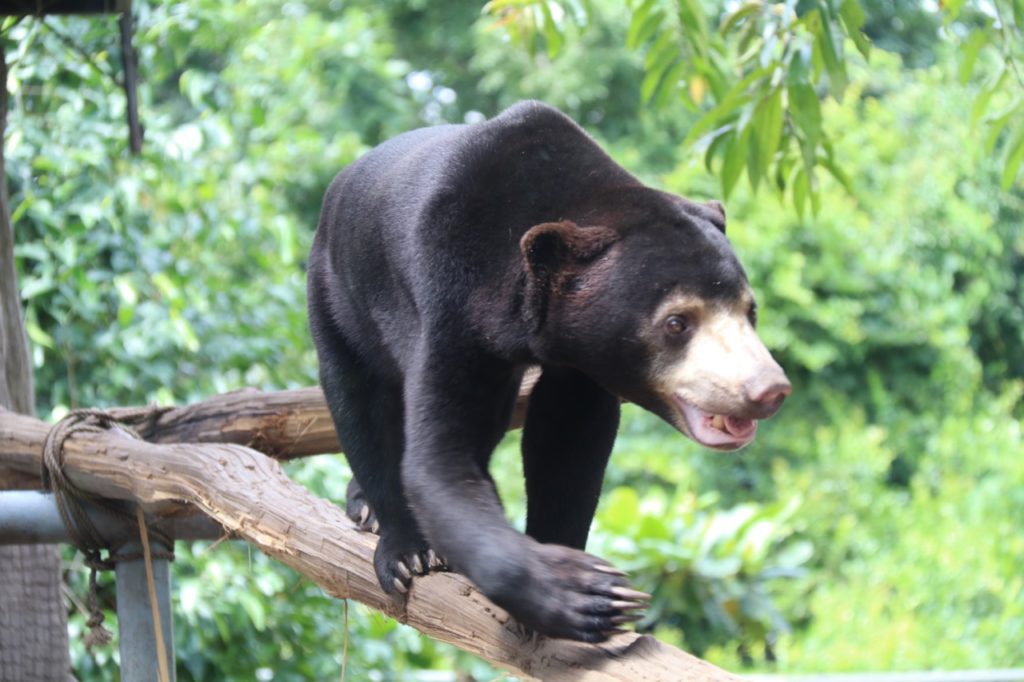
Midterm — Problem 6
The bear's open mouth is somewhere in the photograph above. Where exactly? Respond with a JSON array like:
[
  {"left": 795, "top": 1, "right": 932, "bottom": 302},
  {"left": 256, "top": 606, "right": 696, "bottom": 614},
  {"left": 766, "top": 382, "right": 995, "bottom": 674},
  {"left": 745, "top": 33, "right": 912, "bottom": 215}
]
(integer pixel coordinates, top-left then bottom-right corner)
[{"left": 676, "top": 395, "right": 758, "bottom": 450}]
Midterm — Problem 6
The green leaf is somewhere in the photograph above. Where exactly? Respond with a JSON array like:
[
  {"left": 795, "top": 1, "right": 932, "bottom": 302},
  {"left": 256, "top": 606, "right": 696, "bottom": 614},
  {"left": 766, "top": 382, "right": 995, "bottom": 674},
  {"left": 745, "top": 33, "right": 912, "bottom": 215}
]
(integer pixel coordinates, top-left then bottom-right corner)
[
  {"left": 626, "top": 0, "right": 665, "bottom": 50},
  {"left": 540, "top": 1, "right": 565, "bottom": 59},
  {"left": 812, "top": 13, "right": 849, "bottom": 101},
  {"left": 942, "top": 0, "right": 965, "bottom": 24},
  {"left": 683, "top": 68, "right": 772, "bottom": 146},
  {"left": 999, "top": 122, "right": 1024, "bottom": 191},
  {"left": 721, "top": 132, "right": 750, "bottom": 199},
  {"left": 718, "top": 0, "right": 764, "bottom": 36},
  {"left": 839, "top": 0, "right": 871, "bottom": 59},
  {"left": 754, "top": 88, "right": 783, "bottom": 167},
  {"left": 971, "top": 67, "right": 1009, "bottom": 126},
  {"left": 790, "top": 166, "right": 809, "bottom": 218},
  {"left": 956, "top": 29, "right": 991, "bottom": 84},
  {"left": 654, "top": 59, "right": 686, "bottom": 109}
]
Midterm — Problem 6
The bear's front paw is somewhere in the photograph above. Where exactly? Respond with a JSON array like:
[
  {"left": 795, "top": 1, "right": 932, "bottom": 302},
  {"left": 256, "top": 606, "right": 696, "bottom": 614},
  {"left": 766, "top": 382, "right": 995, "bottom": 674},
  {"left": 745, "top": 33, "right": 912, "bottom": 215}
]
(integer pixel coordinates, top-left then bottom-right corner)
[
  {"left": 374, "top": 531, "right": 449, "bottom": 594},
  {"left": 498, "top": 545, "right": 650, "bottom": 642}
]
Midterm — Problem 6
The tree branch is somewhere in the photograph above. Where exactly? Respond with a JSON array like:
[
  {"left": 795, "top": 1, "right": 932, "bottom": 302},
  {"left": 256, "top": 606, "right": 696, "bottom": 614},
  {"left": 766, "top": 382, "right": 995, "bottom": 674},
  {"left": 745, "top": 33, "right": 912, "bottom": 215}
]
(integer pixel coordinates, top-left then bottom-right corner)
[{"left": 0, "top": 405, "right": 736, "bottom": 682}]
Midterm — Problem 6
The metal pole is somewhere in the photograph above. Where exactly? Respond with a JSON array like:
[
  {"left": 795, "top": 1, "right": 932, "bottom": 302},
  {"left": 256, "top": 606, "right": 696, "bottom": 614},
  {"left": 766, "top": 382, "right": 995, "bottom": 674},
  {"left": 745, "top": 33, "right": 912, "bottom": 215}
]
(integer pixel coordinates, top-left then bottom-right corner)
[{"left": 115, "top": 543, "right": 175, "bottom": 682}]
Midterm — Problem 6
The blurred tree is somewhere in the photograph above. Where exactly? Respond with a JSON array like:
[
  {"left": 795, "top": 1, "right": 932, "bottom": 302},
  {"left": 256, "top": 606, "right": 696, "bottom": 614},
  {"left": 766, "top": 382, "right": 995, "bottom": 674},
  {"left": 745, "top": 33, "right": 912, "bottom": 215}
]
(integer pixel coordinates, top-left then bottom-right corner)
[{"left": 484, "top": 0, "right": 1024, "bottom": 204}]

### OBJECTIVE:
List each line of the records above that contains the word "Where", copying every such line in full. Case counts.

### RESPONSE:
The bear's open mouth is somewhere in the photograph above. Where exactly? Respond with a JSON array like:
The green leaf is somewhere in the photograph above. Where exactly? Respond with a JSON array like:
The bear's front paw is somewhere in the photograph above. Where exactly? Respond with a JSON array like:
The tree branch is somewhere in the photograph above. Where exactly? Respond with a JSON array like:
The metal pole is somewhere in the photograph above. Where exactly? Respond with a JSON array like:
The blurred tree is somewhere in the photograph above. Where exactly? Respond with a JSON array like:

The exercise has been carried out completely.